Problem requirements: Turn the lines below into a Markdown table with two columns, Row and Text. Number each line in order and leave out any blank lines.

## START

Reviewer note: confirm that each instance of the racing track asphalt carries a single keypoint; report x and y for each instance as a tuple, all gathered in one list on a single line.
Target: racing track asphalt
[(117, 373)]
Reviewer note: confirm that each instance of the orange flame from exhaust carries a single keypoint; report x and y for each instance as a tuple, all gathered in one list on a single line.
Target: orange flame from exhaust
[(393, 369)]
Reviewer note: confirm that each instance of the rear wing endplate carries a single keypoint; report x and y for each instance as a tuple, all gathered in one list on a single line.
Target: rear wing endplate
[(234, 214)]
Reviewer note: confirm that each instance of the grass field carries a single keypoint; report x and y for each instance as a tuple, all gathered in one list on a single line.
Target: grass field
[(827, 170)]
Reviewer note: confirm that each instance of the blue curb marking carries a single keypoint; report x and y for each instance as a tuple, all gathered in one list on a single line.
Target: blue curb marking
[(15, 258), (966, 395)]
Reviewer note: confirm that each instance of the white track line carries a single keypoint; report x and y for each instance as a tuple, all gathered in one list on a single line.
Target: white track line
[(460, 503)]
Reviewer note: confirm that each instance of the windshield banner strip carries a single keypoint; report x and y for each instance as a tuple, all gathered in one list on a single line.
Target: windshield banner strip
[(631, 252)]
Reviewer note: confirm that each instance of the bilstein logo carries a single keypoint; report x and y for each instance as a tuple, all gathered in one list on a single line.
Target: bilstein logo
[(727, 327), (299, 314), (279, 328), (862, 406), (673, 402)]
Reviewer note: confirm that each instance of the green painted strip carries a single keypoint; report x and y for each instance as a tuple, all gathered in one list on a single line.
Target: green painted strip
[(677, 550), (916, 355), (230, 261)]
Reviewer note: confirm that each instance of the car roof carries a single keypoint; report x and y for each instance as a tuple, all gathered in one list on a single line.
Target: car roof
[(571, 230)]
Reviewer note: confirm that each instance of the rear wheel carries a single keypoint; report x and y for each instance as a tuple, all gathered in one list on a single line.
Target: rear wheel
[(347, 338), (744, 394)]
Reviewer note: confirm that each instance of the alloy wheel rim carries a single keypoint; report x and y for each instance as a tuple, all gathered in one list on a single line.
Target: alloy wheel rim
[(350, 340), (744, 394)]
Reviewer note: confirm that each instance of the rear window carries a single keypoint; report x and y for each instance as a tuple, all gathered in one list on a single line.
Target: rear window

## END

Exercise output:
| Row | Text |
|---|---|
| 1 | Reviewer note: confirm that each instance of the racing track asphalt carries a single keypoint; report x and y for each instance as a tuple, all gathered in one list on a single line. |
| 2 | Target: racing track asphalt |
| 3 | [(117, 373)] |
| 4 | Reviewer note: confirm that each instance of the orange flame from exhaust carries a single keypoint; report x and y for each instance as a tuple, all gathered in one list on a single line. |
| 5 | Target: orange flame from exhaust |
| 6 | [(393, 369)] |
| 7 | Reviewer note: confirm that each instance of the rear wing endplate carries a single keypoint; report x and y for each instance as a tuple, all gathered in one list on a single line. |
| 8 | Target: rear wing endplate |
| 9 | [(234, 214)] |
| 10 | Reviewer note: confirm that each instance of the grass field carries a single keypoint; report x and y for each instance as a tuple, all gathered in one list on a single line. |
| 11 | Target: grass field |
| 12 | [(827, 170)] |
| 13 | Reviewer note: confirm that each instance of the blue curb marking carries a single keypoint; report x and y for each instance as a tuple, all gathered in one list on a single line. |
| 14 | Target: blue curb marking |
| 15 | [(15, 258), (966, 395)] |
| 16 | Reviewer note: confirm that each instance of the white track line carries a single keypoint; report x and y for each instance as a tuple, all gathered in one list on a single line. |
| 17 | Target: white track line |
| 18 | [(460, 503)] |
| 19 | Reviewer note: confirm that each instance of the windshield banner strip carries a single keypoint; report x and y for each instance as a tuple, all gathered in one list on a single line. |
| 20 | Target: windshield banner strip |
| 21 | [(631, 252)] |
| 22 | Reviewer note: confirm that each instance of the bilstein logo carries a single keypoint; report x and y for each instance as a tuple, all gathered in one list on a single line. |
| 23 | Target: bilstein logo |
| 24 | [(727, 327), (299, 314), (279, 328), (862, 406), (673, 402)] |
| 25 | Reviewer note: confirm that each instance of the green painted strip carries a single keypoint; report x and y for each instance as a tuple, all gathered in one list on a single line. |
| 26 | Target: green painted strip |
| 27 | [(677, 550), (916, 355), (230, 261)] |
| 28 | Reviewer note: confirm that each instance of the car roof carries a single keypoint; report x and y for each instance as a tuple, all gathered in one list on a single line. |
| 29 | Target: car roof |
| 30 | [(571, 230)] |
| 31 | Reviewer note: confirm that each instance of the rear wheel carries a single keypoint; report x and y for each instance as a tuple, all gathered in one list on a single line. |
| 32 | Target: rear wheel |
| 33 | [(347, 338), (744, 394)] |
| 34 | Reviewer note: confirm that each instance of the alloy wheel rim carries a single keypoint; report x and y for each instance as a tuple, all gathered in one list on a single line. |
| 35 | Target: alloy wheel rim |
| 36 | [(350, 340), (744, 394)] |
| 37 | Reviewer note: confirm that each instance of the rear window carries a single keypoint; report x and y for each instance as a tuple, all gathered in one list on a single line. |
| 38 | Target: rear window |